| ÜBUNGSTEXT |

Seit einem halben Jahr regiert in Italien die rechtspopulistische Partei Fratelli d'Italia von Giorgia Meloni. Welche Folgen hat das für die Bildung?

Von Ulrich Glassmann 21.04.2023

Seit dem 22. Oktober 2022 ist Georgia Meloni, die Parteivorsitzende der postfaschistischen Fratelli d’Italia (FdI), Ministerpräsidentin Italiens. Im Februar dieses Jahres fanden außerdem Regionalwahlen in der Lombardei und im Latium statt, bei denen die Parteien des Koalitionsbündnisses – FdI, Lega und Forza Italia – gemeinsam mit einigen kleineren Parteien des Rechts-Mitte-Bündnisses die Mehrheit errangen. Zwar ging die FdI in den beiden bevölkerungsreichen Regionen als stärkste Kraft im Parteiensystem hervor (Lombardei: 25,2 Prozent, Latium: 33,6 Prozent), gleichzeitig ließ sich aber in beiden Wahlen ein massiver Rückgang der Wahlbeteiligung verzeichnen. Dennoch, wie ist der Erfolg der FdI in einer Republik zu erklären, deren Nachkriegsordnung auf einem antifaschistischen Grundkonsens beruht? Und welche Folgen ergeben sich aus dieser Politik für Europa und die Bildungspolitik in Italien?

Parteiprogramm der Fratelli d’Italia

Zunächst lässt sich sagen, dass die Politik Melonis im Amt sehr viel weniger konfrontativ gegenüber den europäischen Institutionen und den Regierungen der Mitgliedstaaten ausgefallen ist als anfangs befürchtet. Wie schon im Wahlprogramm ausgeführt, betonte Meloni auch in ihrer Regierungserklärung, sie bekenne sich zur EU, ihre Außenpolitik sei auf die Unterstützung der NATO ausgerichtet und ihre Regierung stehe im Krieg Russlands klar an der Seite der Ukraine. Angesichts des Parteiprogramms der FdI, in dem davon die Rede ist, Italien müsse sich international neu behaupten, da es von der italienischen Linken in einen Zustand der Marginalisierung und Unterordnung in Europa hineingedrängt worden sei, sorgte dieses Bekenntnis international für etwas Beruhigung. In ihrer Rede vor dem Parlament erklärte Meloni zudem, niemals eine Nähe zu undemokratischen Regimen gepflegt zu haben und nannte hier auch ausdrücklich den Faschismus. Diese Lippenbekenntnisse sollten aber nicht darüber hinwegtäuschen, dass rechtsradikale Gesinnungen in Italien einen neuen und gefährlichen Grad der Normalisierung erreicht haben, der durch Meloni und die FdI ganz entscheidend mitgeprägt wurde.

"Lippenbekenntnisse sollten nicht darüber hinwegtäuschen, dass rechtsradikale Gesinnungen in Italien einen gefährlichen Grad der Normalisierung erreicht haben."

| AUFGABE IM DETAIL |
Schreiben Sie den Text über Melonis Regierung und die italienische Bildungspolitik im Anschluss an seinen letzten Satz weiter. Die Zeilen braucht man für die Bearbeitung nicht.

| UNTERSUCHTE DATEN |
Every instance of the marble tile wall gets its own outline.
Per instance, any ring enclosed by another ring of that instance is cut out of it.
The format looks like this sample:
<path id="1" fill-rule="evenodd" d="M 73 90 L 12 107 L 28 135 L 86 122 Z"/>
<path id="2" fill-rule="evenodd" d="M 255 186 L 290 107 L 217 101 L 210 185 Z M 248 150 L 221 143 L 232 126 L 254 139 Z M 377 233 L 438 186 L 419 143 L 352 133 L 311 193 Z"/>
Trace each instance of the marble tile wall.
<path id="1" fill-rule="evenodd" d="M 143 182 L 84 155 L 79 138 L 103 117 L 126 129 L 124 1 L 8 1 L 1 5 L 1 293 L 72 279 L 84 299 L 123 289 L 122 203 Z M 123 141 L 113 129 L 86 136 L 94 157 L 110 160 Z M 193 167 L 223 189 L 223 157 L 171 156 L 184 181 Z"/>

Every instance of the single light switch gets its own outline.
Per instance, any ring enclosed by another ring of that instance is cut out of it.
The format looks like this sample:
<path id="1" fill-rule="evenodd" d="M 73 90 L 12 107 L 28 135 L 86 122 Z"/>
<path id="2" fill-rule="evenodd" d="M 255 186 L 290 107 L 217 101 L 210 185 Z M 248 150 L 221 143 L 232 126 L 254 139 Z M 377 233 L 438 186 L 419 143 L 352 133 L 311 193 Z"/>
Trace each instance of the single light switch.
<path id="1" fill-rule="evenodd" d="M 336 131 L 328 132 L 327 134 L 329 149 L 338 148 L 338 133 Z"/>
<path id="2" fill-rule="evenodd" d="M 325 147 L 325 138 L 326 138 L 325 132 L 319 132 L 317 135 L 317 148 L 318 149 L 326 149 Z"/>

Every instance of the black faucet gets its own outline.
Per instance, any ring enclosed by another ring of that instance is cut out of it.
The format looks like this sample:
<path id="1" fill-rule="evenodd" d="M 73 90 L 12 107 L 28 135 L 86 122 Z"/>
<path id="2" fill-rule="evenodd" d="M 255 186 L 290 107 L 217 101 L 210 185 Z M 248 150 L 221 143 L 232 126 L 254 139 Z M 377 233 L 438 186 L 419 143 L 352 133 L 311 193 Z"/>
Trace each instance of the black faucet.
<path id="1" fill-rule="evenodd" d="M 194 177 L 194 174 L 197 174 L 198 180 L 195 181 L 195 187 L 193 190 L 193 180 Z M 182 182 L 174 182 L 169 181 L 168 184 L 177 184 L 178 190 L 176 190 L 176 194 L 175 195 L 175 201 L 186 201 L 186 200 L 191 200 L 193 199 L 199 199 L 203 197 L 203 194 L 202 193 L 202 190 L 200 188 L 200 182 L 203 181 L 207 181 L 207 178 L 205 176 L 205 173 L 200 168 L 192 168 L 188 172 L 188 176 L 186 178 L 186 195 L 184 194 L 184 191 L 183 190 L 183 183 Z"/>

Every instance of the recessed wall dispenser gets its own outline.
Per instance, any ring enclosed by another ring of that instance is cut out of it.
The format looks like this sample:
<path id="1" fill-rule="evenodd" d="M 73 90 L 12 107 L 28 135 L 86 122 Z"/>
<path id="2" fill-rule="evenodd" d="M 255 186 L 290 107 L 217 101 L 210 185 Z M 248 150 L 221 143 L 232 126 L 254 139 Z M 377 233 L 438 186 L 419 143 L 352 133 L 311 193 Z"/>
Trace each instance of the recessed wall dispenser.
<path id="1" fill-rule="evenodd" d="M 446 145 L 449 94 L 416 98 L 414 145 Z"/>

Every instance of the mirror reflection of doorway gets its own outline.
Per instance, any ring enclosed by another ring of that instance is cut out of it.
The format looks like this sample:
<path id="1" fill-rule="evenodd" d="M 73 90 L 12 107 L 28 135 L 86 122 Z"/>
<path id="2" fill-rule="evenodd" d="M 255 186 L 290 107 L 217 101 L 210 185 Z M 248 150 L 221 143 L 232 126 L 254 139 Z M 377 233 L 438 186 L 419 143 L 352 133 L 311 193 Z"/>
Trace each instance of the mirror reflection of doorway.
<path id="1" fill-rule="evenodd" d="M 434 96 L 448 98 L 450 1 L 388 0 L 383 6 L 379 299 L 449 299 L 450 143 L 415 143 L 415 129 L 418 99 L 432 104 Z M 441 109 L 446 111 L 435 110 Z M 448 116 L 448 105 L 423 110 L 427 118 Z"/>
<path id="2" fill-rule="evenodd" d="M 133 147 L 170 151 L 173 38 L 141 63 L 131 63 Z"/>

| ANTWORTFELD |
Georgia Melonis politische ­Vergangenheit ­

Das liegt zum einen an der parteipolitischen Vergangenheit Melonis, die schon als Jugendliche der neofaschistischen Partei Movimento Sociale Italiano (MSI) beigetreten war und 1996 in deren Nachfolgepartei, der Alleanza Nazionale (AN), die Verantwortung für die Studierendenorganisation Azione Studentesca übernommen hatte. Über diese Organisation wird in den italienischen Medien gegenwärtig viel diskutiert, da ihre Aktivisten ihr rechtsnationales Gedankengut als gewählte Mitglieder in Vertretungsgremien von Schulen und Universitäten ungehindert verbreiten und bewusst daran arbeiten, Bildungsinstitutionen zu politisieren. 2016 wurde die Organisation neu gegründet und gilt inoffiziell als Verein mit Verbindungen zu den FdI. Als Meloni selbst an der Spitze der früheren Studierendenorganisation stand, hatte sie französischen Journalisten in einem Interview erklärt, Mussolini sei ein guter Politiker gewesen. Auch wenn sie sich heute in ihren Reden vom Faschismus distanziert, zeigt der Umstand etwa, dass sie am ehemaligen Parteilogo des neofaschistischen MSI festhält, wie sie dennoch versucht, rechtsradikale Wähler zu gewinnen. Das Logo besteht aus einer flammenden Trikolore, die aus einem stilisierten Sarg Mussolinis aufsteigt, so jedenfalls die Deutung unter den rechtsradikalen Anhängern der Partei (und deren Kritikern).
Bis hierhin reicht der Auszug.